##### GIVEN RECORDS

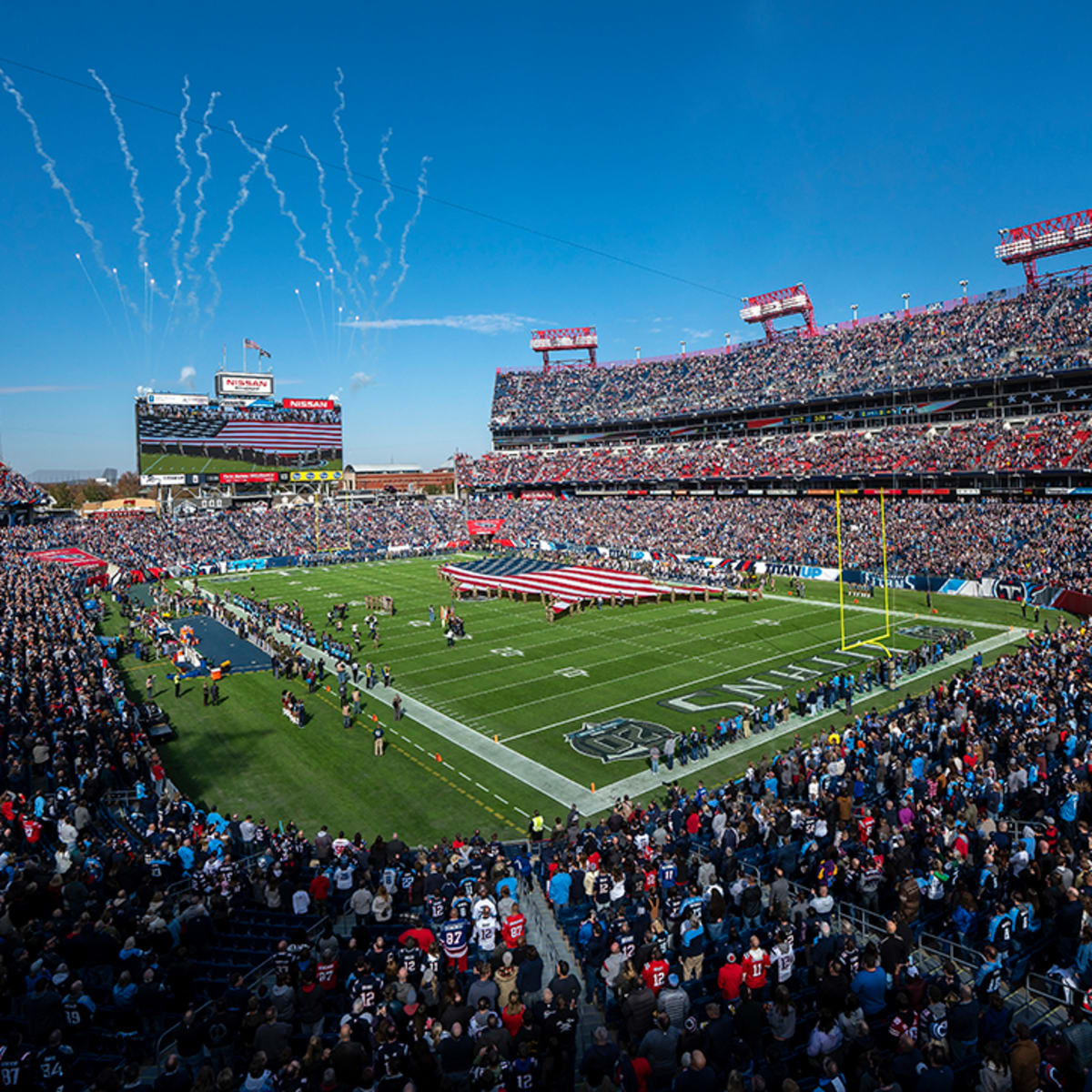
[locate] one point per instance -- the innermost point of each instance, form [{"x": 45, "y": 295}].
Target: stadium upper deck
[{"x": 1006, "y": 334}]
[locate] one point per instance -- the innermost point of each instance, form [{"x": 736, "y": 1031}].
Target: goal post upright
[
  {"x": 318, "y": 501},
  {"x": 841, "y": 578}
]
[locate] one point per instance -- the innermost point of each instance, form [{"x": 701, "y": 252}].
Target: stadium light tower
[
  {"x": 1026, "y": 245},
  {"x": 776, "y": 305},
  {"x": 576, "y": 339}
]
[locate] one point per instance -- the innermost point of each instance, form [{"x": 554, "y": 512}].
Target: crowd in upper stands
[
  {"x": 1040, "y": 540},
  {"x": 15, "y": 490},
  {"x": 238, "y": 410},
  {"x": 1057, "y": 441},
  {"x": 1026, "y": 332}
]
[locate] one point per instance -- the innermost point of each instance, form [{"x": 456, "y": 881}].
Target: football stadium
[{"x": 720, "y": 721}]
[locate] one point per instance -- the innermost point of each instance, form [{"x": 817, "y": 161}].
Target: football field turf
[
  {"x": 173, "y": 463},
  {"x": 486, "y": 737}
]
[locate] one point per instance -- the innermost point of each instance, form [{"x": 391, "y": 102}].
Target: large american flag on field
[{"x": 563, "y": 584}]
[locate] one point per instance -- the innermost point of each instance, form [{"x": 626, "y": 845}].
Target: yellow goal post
[
  {"x": 331, "y": 529},
  {"x": 841, "y": 577}
]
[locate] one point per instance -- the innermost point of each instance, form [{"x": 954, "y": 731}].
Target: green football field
[
  {"x": 485, "y": 741},
  {"x": 201, "y": 464}
]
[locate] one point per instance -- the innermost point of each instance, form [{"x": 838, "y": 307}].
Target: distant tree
[
  {"x": 128, "y": 485},
  {"x": 61, "y": 492}
]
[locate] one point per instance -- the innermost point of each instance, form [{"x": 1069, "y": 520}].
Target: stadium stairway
[{"x": 554, "y": 945}]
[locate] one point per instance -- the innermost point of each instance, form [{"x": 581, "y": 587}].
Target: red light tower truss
[
  {"x": 778, "y": 305},
  {"x": 1024, "y": 246},
  {"x": 582, "y": 339}
]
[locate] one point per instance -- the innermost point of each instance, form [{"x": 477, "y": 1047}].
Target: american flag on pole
[
  {"x": 251, "y": 344},
  {"x": 562, "y": 584}
]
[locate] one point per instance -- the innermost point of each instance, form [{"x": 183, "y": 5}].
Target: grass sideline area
[{"x": 517, "y": 678}]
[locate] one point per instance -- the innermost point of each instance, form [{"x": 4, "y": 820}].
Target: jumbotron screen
[{"x": 192, "y": 434}]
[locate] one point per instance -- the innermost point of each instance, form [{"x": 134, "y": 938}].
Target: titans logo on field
[{"x": 611, "y": 741}]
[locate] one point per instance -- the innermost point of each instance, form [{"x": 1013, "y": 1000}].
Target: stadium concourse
[{"x": 1037, "y": 540}]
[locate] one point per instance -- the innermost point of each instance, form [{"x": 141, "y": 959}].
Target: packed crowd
[
  {"x": 1046, "y": 541},
  {"x": 15, "y": 490},
  {"x": 123, "y": 920},
  {"x": 1057, "y": 441},
  {"x": 1027, "y": 332},
  {"x": 235, "y": 410},
  {"x": 711, "y": 924}
]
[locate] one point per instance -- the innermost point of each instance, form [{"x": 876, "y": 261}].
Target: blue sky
[{"x": 867, "y": 151}]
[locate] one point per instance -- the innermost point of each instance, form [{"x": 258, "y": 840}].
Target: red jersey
[
  {"x": 513, "y": 928},
  {"x": 727, "y": 981}
]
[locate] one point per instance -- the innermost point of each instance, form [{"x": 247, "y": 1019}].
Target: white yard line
[
  {"x": 648, "y": 782},
  {"x": 742, "y": 671},
  {"x": 565, "y": 791}
]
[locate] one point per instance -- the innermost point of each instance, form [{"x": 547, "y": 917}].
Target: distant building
[{"x": 397, "y": 478}]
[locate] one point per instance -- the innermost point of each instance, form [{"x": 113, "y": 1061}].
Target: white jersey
[
  {"x": 784, "y": 956},
  {"x": 481, "y": 905},
  {"x": 485, "y": 933}
]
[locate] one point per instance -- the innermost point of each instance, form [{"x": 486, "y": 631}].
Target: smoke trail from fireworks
[
  {"x": 170, "y": 315},
  {"x": 328, "y": 222},
  {"x": 322, "y": 316},
  {"x": 387, "y": 202},
  {"x": 282, "y": 200},
  {"x": 106, "y": 314},
  {"x": 361, "y": 258},
  {"x": 176, "y": 236},
  {"x": 307, "y": 319},
  {"x": 421, "y": 194},
  {"x": 139, "y": 229},
  {"x": 49, "y": 167},
  {"x": 240, "y": 200},
  {"x": 199, "y": 210},
  {"x": 126, "y": 303}
]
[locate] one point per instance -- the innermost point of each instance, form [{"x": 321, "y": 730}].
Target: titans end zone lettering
[{"x": 759, "y": 688}]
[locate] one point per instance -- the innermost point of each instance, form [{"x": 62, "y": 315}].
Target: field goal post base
[
  {"x": 329, "y": 546},
  {"x": 875, "y": 642}
]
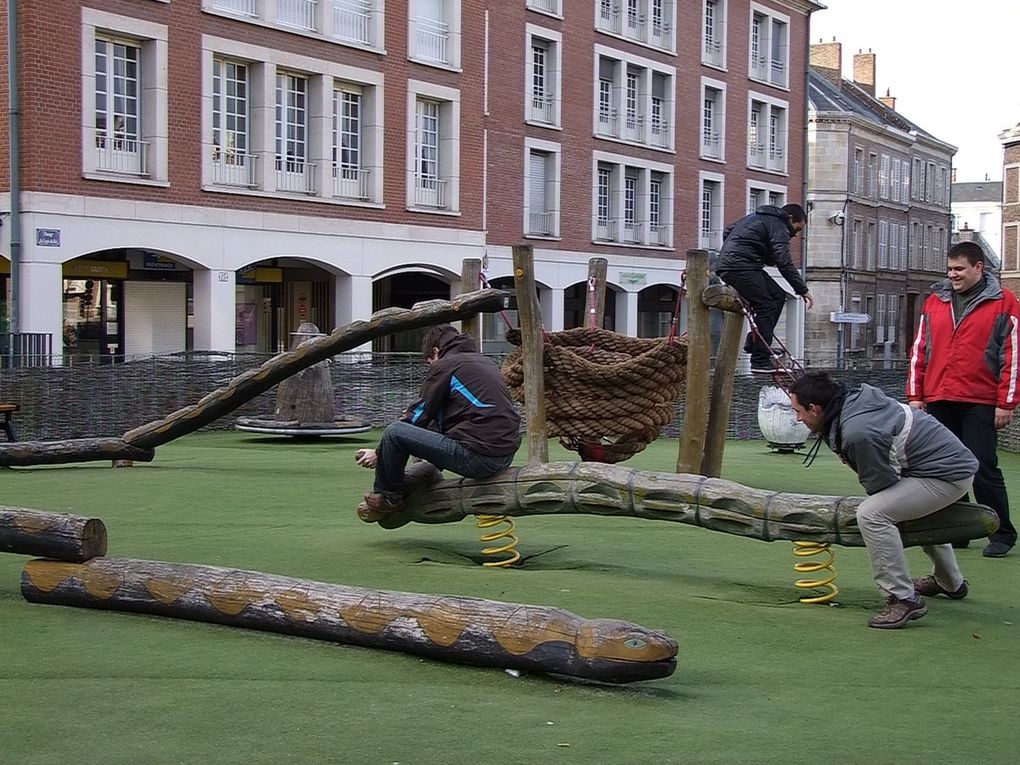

##########

◆ WORK ORDER:
Omit the pictures and set down the records exactly.

◆ SOLUTION FOR THIS PROBLEM:
[locate] one point per instance -- the innermost point of each instance, form [{"x": 45, "y": 295}].
Target: stadium upper deck
[{"x": 1006, "y": 334}]
[locate] one point per instance -- the innermost point of each instance, form [{"x": 736, "y": 1031}].
Target: goal post upright
[
  {"x": 318, "y": 501},
  {"x": 841, "y": 578}
]
[locate] one point per instance -- the innermost point of each instance, form [{"x": 701, "y": 252}].
Target: stadium light tower
[
  {"x": 1026, "y": 245},
  {"x": 776, "y": 305},
  {"x": 576, "y": 339}
]
[locate] one point per instance -- the innermost point of each instance, form [{"x": 554, "y": 512}].
Target: crowd in upper stands
[
  {"x": 1040, "y": 540},
  {"x": 15, "y": 490},
  {"x": 238, "y": 410},
  {"x": 1057, "y": 441},
  {"x": 1026, "y": 332}
]
[locate] one point per instance -- the innermost point of each instance, form [{"x": 456, "y": 881}].
Target: football stadium
[{"x": 720, "y": 721}]
[locate] one point per instance -- the innermost point of each instance, form [{"x": 817, "y": 161}].
Target: football field turf
[
  {"x": 173, "y": 463},
  {"x": 486, "y": 737}
]
[locate] one point per instance -- the innermost point of each instance, form [{"x": 391, "y": 102}].
Target: large american flag on field
[{"x": 563, "y": 584}]
[locate] one point per instance -- the innermost point of each instance, form [{"x": 626, "y": 845}].
Target: yellow goal post
[
  {"x": 331, "y": 529},
  {"x": 841, "y": 577}
]
[locate] one point per instance -- the innermost point of each instance, form [{"x": 954, "y": 731}].
Target: green football field
[
  {"x": 485, "y": 741},
  {"x": 201, "y": 464}
]
[locate] one point per instance -- the innermost point of each instance, form [{"x": 838, "y": 307}].
Target: distant tree
[
  {"x": 128, "y": 485},
  {"x": 61, "y": 492}
]
[locate] one point per instance -- the innermost point of each instance, form [{"x": 1069, "y": 520}].
Target: stadium stairway
[{"x": 554, "y": 945}]
[locate] one point per instance -- the innermost point of each instance, form [{"x": 581, "y": 587}].
Target: red light tower truss
[
  {"x": 778, "y": 305},
  {"x": 1024, "y": 246},
  {"x": 582, "y": 339}
]
[locate] one point per instance -- the innermost point of each instance, form [{"x": 477, "y": 1047}].
Target: american flag on pole
[
  {"x": 251, "y": 344},
  {"x": 562, "y": 584}
]
[locate] one point per instance -- the innermost point of each instance, form [{"x": 183, "y": 5}].
Target: grass sideline area
[{"x": 517, "y": 678}]
[locate] one point per instance -- the innermost point of each instance, form [{"x": 4, "y": 820}].
Target: jumbotron screen
[{"x": 192, "y": 434}]
[locate] one point per instance -- the innermost point of each instance, form [{"x": 134, "y": 938}].
Target: titans logo on field
[{"x": 611, "y": 741}]
[locate] one point per instance -- the innermost point of each instance, form [{"x": 1013, "y": 1000}].
Target: stadium concourse
[{"x": 1037, "y": 540}]
[locate] one point per instance -- the innermost point of each instance, form [{"x": 141, "y": 959}].
Target: packed crowd
[
  {"x": 1046, "y": 541},
  {"x": 15, "y": 490},
  {"x": 123, "y": 920},
  {"x": 1057, "y": 441},
  {"x": 1027, "y": 332},
  {"x": 235, "y": 410},
  {"x": 711, "y": 924}
]
[locate] one point per instance -- the innermost point of each instance, form [{"x": 876, "y": 261}].
Target: blue sky
[{"x": 867, "y": 151}]
[locate] one point per instance -- the innermost point of each instance, form [{"x": 258, "y": 840}].
Target: red jersey
[
  {"x": 513, "y": 928},
  {"x": 727, "y": 981}
]
[locate] one point per instance -- the innermost point of each instance, form [{"x": 247, "y": 1019}].
Target: white yard line
[
  {"x": 648, "y": 782},
  {"x": 742, "y": 671},
  {"x": 565, "y": 791}
]
[locate] one point per instance -- the innermost point of each instance, form [{"x": 547, "y": 917}].
Target: distant building
[{"x": 397, "y": 478}]
[locate] one point per instance -- the innermost point of each instance, form [{"x": 113, "y": 1061}].
Target: white jersey
[
  {"x": 784, "y": 956},
  {"x": 481, "y": 905},
  {"x": 485, "y": 933}
]
[locate] one point per instance -- the innermost point of each instance, form [{"x": 486, "y": 631}].
Target: smoke trail from fireworks
[
  {"x": 170, "y": 315},
  {"x": 328, "y": 222},
  {"x": 322, "y": 316},
  {"x": 387, "y": 202},
  {"x": 282, "y": 200},
  {"x": 106, "y": 314},
  {"x": 361, "y": 258},
  {"x": 176, "y": 236},
  {"x": 307, "y": 319},
  {"x": 421, "y": 194},
  {"x": 139, "y": 229},
  {"x": 49, "y": 167},
  {"x": 240, "y": 200},
  {"x": 199, "y": 210},
  {"x": 126, "y": 303}
]
[locate] one point per instance -- the innermost point of each instance, form [{"x": 321, "y": 730}].
Target: titans end zone lettering
[{"x": 759, "y": 688}]
[locate] one point per instance -- the innermost point of each instance, form [{"x": 62, "y": 315}].
Target: field goal post base
[
  {"x": 329, "y": 546},
  {"x": 875, "y": 642}
]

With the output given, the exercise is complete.